[start of Given records]

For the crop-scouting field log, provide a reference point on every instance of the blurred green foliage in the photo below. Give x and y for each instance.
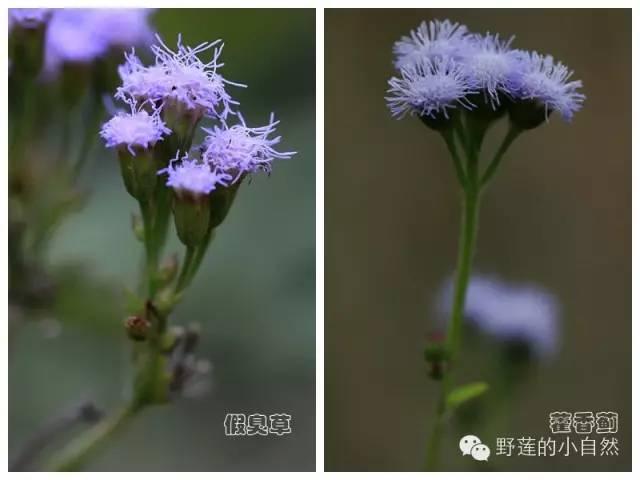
(254, 296)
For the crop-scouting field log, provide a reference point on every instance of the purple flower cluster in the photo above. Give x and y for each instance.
(139, 129)
(441, 64)
(81, 35)
(182, 88)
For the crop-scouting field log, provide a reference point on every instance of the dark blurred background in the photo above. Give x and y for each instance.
(254, 296)
(557, 215)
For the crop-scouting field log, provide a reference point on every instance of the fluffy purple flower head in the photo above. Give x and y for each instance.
(509, 313)
(547, 82)
(193, 176)
(138, 129)
(80, 35)
(436, 39)
(493, 65)
(180, 76)
(430, 87)
(240, 149)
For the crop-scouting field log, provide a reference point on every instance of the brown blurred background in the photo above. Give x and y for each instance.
(557, 215)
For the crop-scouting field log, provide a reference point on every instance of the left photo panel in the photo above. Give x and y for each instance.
(161, 228)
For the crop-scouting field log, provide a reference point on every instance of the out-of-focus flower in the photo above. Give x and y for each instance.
(509, 312)
(28, 17)
(546, 82)
(193, 177)
(179, 76)
(136, 130)
(193, 181)
(78, 35)
(429, 88)
(436, 39)
(239, 149)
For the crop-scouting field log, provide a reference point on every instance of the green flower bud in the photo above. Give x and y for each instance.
(139, 172)
(221, 200)
(192, 213)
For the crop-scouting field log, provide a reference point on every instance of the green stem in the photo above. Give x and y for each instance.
(466, 247)
(74, 456)
(433, 443)
(448, 136)
(186, 267)
(187, 275)
(151, 253)
(511, 135)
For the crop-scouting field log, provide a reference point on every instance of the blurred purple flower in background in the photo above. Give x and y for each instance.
(79, 35)
(28, 17)
(509, 312)
(436, 39)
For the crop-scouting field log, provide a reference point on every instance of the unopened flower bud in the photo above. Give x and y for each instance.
(137, 327)
(220, 203)
(192, 183)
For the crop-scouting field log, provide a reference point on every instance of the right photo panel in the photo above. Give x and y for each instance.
(478, 240)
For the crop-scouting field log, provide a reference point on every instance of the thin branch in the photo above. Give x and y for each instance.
(85, 413)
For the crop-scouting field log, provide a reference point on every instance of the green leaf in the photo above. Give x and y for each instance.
(464, 393)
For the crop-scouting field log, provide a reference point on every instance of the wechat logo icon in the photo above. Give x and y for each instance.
(472, 445)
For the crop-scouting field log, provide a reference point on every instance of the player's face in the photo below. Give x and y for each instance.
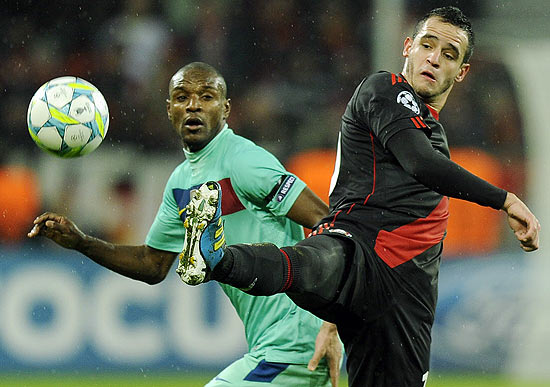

[end of Given records]

Show every line in the listing above that contains the word "panel", copying each such line in full.

> [Exercise output]:
For the crop-scouting field log, provide a reference point on every instance of the left photo panel in the photo above. Give x and y for each instance.
For the crop-scouting field log, provide a reference point on every instance of the right photo panel in the photo above. Give x and y for each instance.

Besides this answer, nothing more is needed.